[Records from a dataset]
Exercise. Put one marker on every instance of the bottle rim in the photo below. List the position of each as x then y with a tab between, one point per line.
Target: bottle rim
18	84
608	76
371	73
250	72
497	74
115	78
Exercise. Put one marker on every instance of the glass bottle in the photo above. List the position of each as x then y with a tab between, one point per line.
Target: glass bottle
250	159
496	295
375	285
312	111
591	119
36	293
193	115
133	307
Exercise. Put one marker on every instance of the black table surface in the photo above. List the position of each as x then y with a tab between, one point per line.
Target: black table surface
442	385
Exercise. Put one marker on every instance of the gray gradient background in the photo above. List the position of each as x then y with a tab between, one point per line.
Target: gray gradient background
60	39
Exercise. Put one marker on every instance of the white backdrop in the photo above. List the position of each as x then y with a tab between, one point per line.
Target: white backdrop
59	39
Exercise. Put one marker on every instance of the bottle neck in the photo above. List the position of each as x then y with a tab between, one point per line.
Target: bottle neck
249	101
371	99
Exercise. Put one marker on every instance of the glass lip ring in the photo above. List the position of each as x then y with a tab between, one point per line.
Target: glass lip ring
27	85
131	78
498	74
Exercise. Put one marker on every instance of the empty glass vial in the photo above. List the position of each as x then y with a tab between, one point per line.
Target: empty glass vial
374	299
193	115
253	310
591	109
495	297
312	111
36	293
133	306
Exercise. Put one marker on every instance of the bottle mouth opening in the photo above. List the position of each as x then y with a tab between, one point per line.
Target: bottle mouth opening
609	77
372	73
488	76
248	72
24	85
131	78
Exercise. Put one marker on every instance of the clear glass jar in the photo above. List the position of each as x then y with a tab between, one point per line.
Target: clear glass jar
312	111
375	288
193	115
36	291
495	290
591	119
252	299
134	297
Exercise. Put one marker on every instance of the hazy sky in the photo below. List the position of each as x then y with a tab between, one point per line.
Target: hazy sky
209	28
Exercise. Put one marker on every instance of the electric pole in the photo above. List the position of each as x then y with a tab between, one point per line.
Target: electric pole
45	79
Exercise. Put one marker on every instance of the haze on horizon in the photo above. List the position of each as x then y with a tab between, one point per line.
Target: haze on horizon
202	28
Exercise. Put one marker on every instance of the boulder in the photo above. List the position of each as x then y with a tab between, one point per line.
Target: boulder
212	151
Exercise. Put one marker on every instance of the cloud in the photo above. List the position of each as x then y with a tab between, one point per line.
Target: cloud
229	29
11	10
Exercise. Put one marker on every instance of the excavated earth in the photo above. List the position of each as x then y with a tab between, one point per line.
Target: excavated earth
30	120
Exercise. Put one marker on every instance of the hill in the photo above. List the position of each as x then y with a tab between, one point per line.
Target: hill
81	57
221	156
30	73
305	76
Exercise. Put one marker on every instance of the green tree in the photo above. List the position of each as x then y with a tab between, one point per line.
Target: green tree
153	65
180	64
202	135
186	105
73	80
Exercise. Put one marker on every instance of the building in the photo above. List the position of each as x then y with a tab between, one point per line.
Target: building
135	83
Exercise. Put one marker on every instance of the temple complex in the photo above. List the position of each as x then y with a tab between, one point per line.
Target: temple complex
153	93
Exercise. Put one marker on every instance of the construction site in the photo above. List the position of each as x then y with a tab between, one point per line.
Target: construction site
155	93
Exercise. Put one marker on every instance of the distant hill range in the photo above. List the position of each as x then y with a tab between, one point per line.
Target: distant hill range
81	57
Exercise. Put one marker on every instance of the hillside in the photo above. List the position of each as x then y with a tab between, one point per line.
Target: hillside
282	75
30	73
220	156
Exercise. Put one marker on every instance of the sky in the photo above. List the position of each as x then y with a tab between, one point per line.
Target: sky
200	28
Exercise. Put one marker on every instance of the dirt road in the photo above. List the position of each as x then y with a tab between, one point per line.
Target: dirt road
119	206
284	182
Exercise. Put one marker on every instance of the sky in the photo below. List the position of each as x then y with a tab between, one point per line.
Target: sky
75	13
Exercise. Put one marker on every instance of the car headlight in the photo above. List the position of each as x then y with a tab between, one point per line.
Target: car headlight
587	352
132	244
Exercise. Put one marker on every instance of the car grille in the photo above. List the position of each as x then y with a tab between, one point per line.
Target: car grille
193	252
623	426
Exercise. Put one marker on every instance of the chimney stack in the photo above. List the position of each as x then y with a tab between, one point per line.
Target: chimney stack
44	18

_Requirement_.
Each line above that contains the word "below" should be returned.

_Answer area_.
Exercise. Put one marker on every instance of the bottle rim in the photo below. List the position of each as x then y with a tab between, one point per line.
Exercise. Put one marker on every instance of the hazy sky in the photo below. List the position of each as x then y with a tab between, one point per line.
Exercise. Put one marker on every instance of the sky in the photo below. List the position of each as x then y with a tab between, one point per line.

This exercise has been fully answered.